▸ **Tarefa 1**:
No trecho sobre a beleza em Freud, liste tudo aquilo cuja beleza Freud menciona ao falar do prazer proporcionado pela contemplação do belo.

▸ **Trecho citado**:
No momento, eis a questão que se nos
coloca: é possível distinguir, em Freud, um pensamento sobre o belo
independente de suas teorizações sobre a arte? Se sim, onde nos levaria tal
distinção? A meu ver, o mínimo que ganhamos com esse empreendimento seria a
possibilidade de divisar na teoria freudiana algo mais do que uma (simples)
psicologia da criação.
Em Le jugement de Pâris, Hubert Damisch
exercita e demonstra os alcances de seu próprio projeto teórico, algo que ele
denomina iconologia analítica: um “discurso de imagens”, que tem como ponto de
partida as relações entre a beleza, o visível e o desejo; assume a hipótese do
inconsciente e privilegia a questão da figurabilidade (todo pensamento deve
aceder, de um modo ou de outro, à visibilidade). Como dizíamos, ele nota que,
em Freud, a beleza não se restringe à arte ou à criação. Na lista de métodos
para evitar infelicidade, que consta do segundo capítulo de O mal-estar na
cultura, por exemplo, arte e beleza ocupam lugares diferentes. Freud apresenta
separadamente a satisfação oferecida pelo usufruto da arte e aquela
proporcionada pela contemplação do belo, referindo-se então à beleza das formas
e dos gestos humanos, dos objetos naturais e das paisagens, das criações
artísticas e mesmo científicas. Enfim, esboça-se uma distinção entre o gozo que
proporcionam as obras de arte (não necessariamente belas) e o prazer suscitado
pela beleza, mesmo quando situada fora do campo da arte.

▸ **Entradas para processar**:
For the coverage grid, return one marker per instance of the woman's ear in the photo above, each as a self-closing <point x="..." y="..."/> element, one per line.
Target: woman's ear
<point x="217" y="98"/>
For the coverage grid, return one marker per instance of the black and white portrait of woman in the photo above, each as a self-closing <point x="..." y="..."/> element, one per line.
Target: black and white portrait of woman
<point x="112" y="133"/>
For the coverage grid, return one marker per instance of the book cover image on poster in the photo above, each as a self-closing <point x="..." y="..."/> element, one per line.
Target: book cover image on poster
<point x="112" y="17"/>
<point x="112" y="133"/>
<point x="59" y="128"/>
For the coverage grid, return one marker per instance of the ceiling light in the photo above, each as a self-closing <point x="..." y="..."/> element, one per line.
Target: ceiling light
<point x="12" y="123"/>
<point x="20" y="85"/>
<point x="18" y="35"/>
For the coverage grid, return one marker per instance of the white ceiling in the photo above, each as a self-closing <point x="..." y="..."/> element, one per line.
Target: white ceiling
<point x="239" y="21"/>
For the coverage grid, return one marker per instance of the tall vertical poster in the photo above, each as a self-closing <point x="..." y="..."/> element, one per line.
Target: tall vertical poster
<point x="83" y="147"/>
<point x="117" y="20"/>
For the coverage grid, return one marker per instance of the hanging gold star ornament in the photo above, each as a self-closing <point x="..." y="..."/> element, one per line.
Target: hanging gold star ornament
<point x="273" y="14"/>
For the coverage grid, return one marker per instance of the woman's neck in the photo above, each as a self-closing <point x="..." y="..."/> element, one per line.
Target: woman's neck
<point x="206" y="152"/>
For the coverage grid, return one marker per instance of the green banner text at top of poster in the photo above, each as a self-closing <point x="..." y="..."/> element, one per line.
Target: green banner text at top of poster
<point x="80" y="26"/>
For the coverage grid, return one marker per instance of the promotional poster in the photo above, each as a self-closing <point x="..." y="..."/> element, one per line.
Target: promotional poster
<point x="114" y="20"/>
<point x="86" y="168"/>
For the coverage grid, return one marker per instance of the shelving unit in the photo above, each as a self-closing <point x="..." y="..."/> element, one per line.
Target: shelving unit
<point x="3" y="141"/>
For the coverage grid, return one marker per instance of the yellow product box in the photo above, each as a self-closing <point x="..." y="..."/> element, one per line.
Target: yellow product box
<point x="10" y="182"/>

▸ **Tarefa 2**:
Reescreva as entradas a partir da linha que contém "of the hanging" até o fim das entradas, inclusive. Troque "marker" por "pin" e mantenha todo o resto inalterado.

▸ **Solução do problema 1**:
- As formas humanas
- Os gestos humanos
- Os objetos naturais
- As paisagens
- As criações artísticas
- As criações científicas

▸ **Solução do problema 2**:
For the coverage grid, return one pin per instance of the hanging gold star ornament in the photo above, each as a self-closing <point x="..." y="..."/> element, one per line.
Target: hanging gold star ornament
<point x="273" y="14"/>
For the coverage grid, return one pin per instance of the woman's neck in the photo above, each as a self-closing <point x="..." y="..."/> element, one per line.
Target: woman's neck
<point x="206" y="152"/>
For the coverage grid, return one pin per instance of the green banner text at top of poster in the photo above, each as a self-closing <point x="..." y="..."/> element, one per line.
Target: green banner text at top of poster
<point x="80" y="26"/>
For the coverage grid, return one pin per instance of the promotional poster in the photo above, each as a self-closing <point x="..." y="..."/> element, one per line.
Target: promotional poster
<point x="114" y="20"/>
<point x="86" y="168"/>
For the coverage grid, return one pin per instance of the shelving unit in the photo above, each as a self-closing <point x="..." y="..."/> element, one per line.
Target: shelving unit
<point x="3" y="141"/>
For the coverage grid, return one pin per instance of the yellow product box in the photo above, each as a self-closing <point x="..." y="..."/> element, one per line.
Target: yellow product box
<point x="10" y="182"/>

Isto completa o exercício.